Shotokan stylists learn to deal with huge, lunging punches. Taekwondoders may spend an unusually large amount of time learning to avoid, block, jam, or scoop beautifully performed high kicks. We often see Win Chun practitioners training to predict and defend against strikes, traps and what-have-you which have a uniquely Win Chun-ey flavour to them.

It's hard to avoid. If you train at a gym, chances are your sparring partners will have similar training and style to you. Let's take something like push hands competition, with a heavy focus on sensitivity, flow, and maintaining a loose arm contact an control. When both players want to maintain arm contact, well, maintaining that arm contact becomes pretty easy, and the game becomes about what happens when both players want arm contact most of the time.

This leads to complex technique, and deep exploration of concepts from this basic premise, and the idea of exploring your art intensely when pitted against someone with an equally intense commitment and deep understanding is invaluable. The mindset of technique, counter, counter to the counter, counter to the counter to the counter, and so on can develop entire systems within a school that really only work within that school.

* [SOURCE MATERIAL]
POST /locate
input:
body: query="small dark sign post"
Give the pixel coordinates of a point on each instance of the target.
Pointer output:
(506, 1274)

==

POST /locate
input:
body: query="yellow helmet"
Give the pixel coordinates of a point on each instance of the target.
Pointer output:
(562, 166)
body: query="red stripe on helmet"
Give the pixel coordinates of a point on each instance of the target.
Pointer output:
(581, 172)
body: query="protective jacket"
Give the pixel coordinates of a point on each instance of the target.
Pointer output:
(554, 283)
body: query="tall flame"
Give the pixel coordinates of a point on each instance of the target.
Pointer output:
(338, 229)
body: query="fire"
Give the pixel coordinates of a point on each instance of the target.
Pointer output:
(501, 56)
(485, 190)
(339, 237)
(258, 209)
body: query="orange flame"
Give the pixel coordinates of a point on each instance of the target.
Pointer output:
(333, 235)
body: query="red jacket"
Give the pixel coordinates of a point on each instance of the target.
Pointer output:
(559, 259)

* [OBJECTIVES]
- A) In the passage on martial arts training, which actions do Taekwondoders learn for dealing with high kicks?
- B) Which lines of the records contain the string "helmet"? Select and copy each of them, matching case exactly.

* [ANSWERS BY TASK]
- A)
- avoid
- block
- jam
- scoop

- B)
body: query="yellow helmet"
body: query="red stripe on helmet"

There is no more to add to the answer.